* _Given passage_:
I’ve reached a point in my life where many of the bands that were bright, young, and promising when I was in my early twenties have become not so bright, young, or promising anymore. Over the past couple years, I’ve reviewed bad to middling albums by such ex-wunderkinds as Asobi Seksu and The Concretes. Aside from sharing the same lukewarm space in contemporary rock journalism’s phantom zone, both artists made a name for themselves with striking debut albums that embraced very particular styles and then proceeded to define their careers by systematically watering their respective sounds down beyond the point of recognition.

* _Questions to answer_:
1. List the three words the music review uses for how the bands seemed when the writer was in their early twenties.
2. According to the music review, what did Asobi Seksu and The Concretes each first make a name for themselves with?
3. Write the next part of the music review, picking up after its last sentence.
The rows that come next are separate material, not part of the music review.

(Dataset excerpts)

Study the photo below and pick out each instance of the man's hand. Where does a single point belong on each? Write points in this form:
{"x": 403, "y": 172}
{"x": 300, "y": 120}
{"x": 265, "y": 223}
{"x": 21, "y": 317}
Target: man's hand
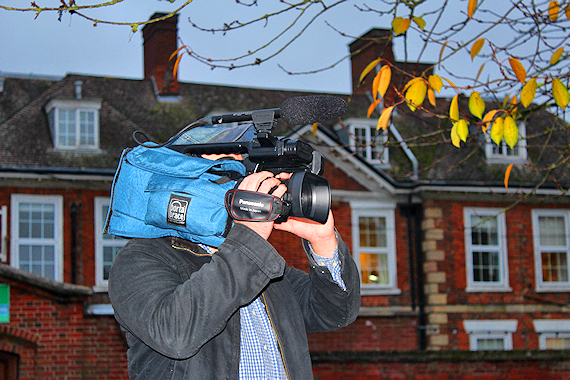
{"x": 262, "y": 182}
{"x": 321, "y": 236}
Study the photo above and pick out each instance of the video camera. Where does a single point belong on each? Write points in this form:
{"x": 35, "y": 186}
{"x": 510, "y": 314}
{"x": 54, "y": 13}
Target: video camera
{"x": 308, "y": 194}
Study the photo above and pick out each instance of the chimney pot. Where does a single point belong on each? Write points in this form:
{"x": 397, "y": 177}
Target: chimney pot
{"x": 160, "y": 41}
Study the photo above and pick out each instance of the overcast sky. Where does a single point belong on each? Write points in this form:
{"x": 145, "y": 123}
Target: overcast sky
{"x": 46, "y": 46}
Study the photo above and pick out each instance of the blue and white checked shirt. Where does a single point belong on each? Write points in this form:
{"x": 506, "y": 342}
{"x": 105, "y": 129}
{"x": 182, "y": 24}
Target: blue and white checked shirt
{"x": 260, "y": 357}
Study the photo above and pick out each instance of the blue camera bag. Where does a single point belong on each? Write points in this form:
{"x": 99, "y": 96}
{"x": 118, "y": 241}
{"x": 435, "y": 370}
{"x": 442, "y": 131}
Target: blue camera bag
{"x": 160, "y": 192}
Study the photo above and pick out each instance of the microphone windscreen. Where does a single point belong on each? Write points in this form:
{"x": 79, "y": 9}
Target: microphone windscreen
{"x": 312, "y": 109}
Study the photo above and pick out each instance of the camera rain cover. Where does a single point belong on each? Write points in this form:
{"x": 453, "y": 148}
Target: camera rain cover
{"x": 251, "y": 206}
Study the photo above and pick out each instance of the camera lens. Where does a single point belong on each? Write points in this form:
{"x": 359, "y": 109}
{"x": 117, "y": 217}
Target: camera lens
{"x": 310, "y": 196}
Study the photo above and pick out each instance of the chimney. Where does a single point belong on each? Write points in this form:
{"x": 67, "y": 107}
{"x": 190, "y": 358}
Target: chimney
{"x": 160, "y": 41}
{"x": 377, "y": 43}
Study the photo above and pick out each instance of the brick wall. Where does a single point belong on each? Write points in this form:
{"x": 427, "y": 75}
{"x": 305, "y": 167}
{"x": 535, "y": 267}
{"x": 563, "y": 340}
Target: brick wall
{"x": 54, "y": 340}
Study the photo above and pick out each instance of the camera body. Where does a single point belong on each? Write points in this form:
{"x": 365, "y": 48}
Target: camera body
{"x": 308, "y": 194}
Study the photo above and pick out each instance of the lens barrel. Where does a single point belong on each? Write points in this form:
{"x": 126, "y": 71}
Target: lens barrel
{"x": 309, "y": 196}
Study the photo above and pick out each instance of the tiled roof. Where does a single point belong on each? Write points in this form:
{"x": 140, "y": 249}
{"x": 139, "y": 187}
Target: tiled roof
{"x": 129, "y": 105}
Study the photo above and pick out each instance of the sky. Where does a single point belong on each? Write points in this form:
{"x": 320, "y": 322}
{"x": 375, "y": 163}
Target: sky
{"x": 43, "y": 45}
{"x": 46, "y": 46}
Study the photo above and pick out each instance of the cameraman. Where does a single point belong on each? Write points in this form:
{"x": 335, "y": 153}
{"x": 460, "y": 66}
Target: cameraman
{"x": 236, "y": 311}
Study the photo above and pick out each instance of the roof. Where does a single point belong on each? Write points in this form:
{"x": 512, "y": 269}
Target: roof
{"x": 128, "y": 105}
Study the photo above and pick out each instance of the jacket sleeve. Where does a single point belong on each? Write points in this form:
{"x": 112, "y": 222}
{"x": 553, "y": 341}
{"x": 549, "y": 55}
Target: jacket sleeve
{"x": 176, "y": 316}
{"x": 325, "y": 305}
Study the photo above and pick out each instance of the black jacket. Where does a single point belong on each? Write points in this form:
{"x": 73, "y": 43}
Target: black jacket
{"x": 180, "y": 306}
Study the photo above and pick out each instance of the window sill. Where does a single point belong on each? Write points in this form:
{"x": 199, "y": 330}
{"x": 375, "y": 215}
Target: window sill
{"x": 379, "y": 291}
{"x": 488, "y": 289}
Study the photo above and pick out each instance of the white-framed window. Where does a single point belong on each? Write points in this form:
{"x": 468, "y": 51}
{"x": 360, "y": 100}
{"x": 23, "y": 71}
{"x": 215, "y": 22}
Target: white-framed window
{"x": 37, "y": 234}
{"x": 486, "y": 250}
{"x": 368, "y": 142}
{"x": 502, "y": 153}
{"x": 554, "y": 334}
{"x": 551, "y": 235}
{"x": 490, "y": 335}
{"x": 4, "y": 233}
{"x": 106, "y": 246}
{"x": 374, "y": 246}
{"x": 74, "y": 124}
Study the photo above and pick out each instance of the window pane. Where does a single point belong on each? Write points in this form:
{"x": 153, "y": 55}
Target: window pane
{"x": 554, "y": 267}
{"x": 87, "y": 128}
{"x": 486, "y": 267}
{"x": 551, "y": 230}
{"x": 484, "y": 230}
{"x": 37, "y": 220}
{"x": 558, "y": 343}
{"x": 374, "y": 269}
{"x": 66, "y": 127}
{"x": 372, "y": 231}
{"x": 490, "y": 344}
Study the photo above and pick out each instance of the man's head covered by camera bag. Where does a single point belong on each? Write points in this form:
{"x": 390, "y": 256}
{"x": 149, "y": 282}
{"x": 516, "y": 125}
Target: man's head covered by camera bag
{"x": 160, "y": 192}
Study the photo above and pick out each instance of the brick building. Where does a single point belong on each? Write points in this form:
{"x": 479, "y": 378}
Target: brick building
{"x": 454, "y": 266}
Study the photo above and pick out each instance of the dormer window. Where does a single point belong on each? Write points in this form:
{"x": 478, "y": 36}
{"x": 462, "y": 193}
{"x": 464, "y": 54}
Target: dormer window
{"x": 74, "y": 124}
{"x": 502, "y": 153}
{"x": 368, "y": 142}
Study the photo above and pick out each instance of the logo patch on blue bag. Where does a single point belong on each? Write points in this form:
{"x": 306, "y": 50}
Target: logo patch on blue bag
{"x": 177, "y": 207}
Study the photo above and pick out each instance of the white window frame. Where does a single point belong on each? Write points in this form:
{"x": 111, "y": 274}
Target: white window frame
{"x": 487, "y": 286}
{"x": 78, "y": 106}
{"x": 101, "y": 284}
{"x": 551, "y": 328}
{"x": 376, "y": 209}
{"x": 4, "y": 233}
{"x": 366, "y": 153}
{"x": 490, "y": 329}
{"x": 541, "y": 285}
{"x": 504, "y": 158}
{"x": 57, "y": 241}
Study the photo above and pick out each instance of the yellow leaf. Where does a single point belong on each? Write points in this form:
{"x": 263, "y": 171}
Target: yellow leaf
{"x": 556, "y": 56}
{"x": 462, "y": 129}
{"x": 431, "y": 96}
{"x": 441, "y": 51}
{"x": 411, "y": 82}
{"x": 435, "y": 82}
{"x": 497, "y": 130}
{"x": 487, "y": 119}
{"x": 384, "y": 118}
{"x": 518, "y": 68}
{"x": 553, "y": 10}
{"x": 471, "y": 8}
{"x": 511, "y": 132}
{"x": 384, "y": 82}
{"x": 416, "y": 94}
{"x": 507, "y": 175}
{"x": 373, "y": 107}
{"x": 476, "y": 104}
{"x": 175, "y": 69}
{"x": 375, "y": 83}
{"x": 528, "y": 92}
{"x": 454, "y": 110}
{"x": 368, "y": 69}
{"x": 476, "y": 48}
{"x": 455, "y": 140}
{"x": 400, "y": 25}
{"x": 479, "y": 73}
{"x": 420, "y": 22}
{"x": 506, "y": 100}
{"x": 451, "y": 83}
{"x": 560, "y": 93}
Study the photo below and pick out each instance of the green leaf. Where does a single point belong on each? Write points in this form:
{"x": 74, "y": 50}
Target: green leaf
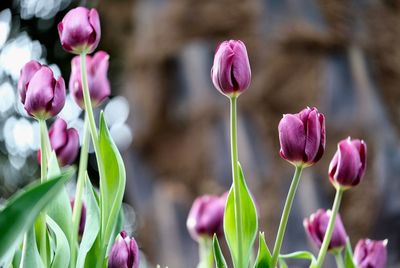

* _Answers for this exercise_:
1. bright, young, promising

2. Striking debut albums that embraced very particular styles.

3.
If Clinic isn’t a poster child for this phenomenon, I don’t know who else is. I couldn’t even tell you the last time I thought about this band, let alone put on one of their albums. They flew too close to the sun on Internal Wrangler, having “utterly mastered their art,” just one album and a few EPs into their career; there wasn’t much for them to do but attempt to reproduce their debut’s success or (d)evolve into something ultimately less interesting than what they started out as. Listening to Clinic’s discography in succession, you can track the steady degeneration from IW’s cohesive, self-assured unpredictability to Free Reign’s watery sonic gruel.
Still, a couple songs manage to stand out. On “Seesaw,” Carl Turney beats his snare drum like it owes him money, creating a jarring gunshot rhythm that complements Hartley’s punky guitar riff. Of their more motorik offerings, “King Kong” stands the tallest, humming along on a driving, anxious beat until, at a moment’s notice, it dissolves into a 7-second glitch patch that sounds like a skipping CD. The best of what remains is competent yet staid, like album opener “Misty,” which lays hazy psych effects over a gentle Suicide synth pulse and leaves Ade Blackburn’s sedated moan to loll over the soupy mixture. The worst, like the soppy “For the Season,” crawl by with an almost agonizing sluggishness. The fact that the album features some of the longest tracks the band has recorded to date doesn’t help the situation much, either.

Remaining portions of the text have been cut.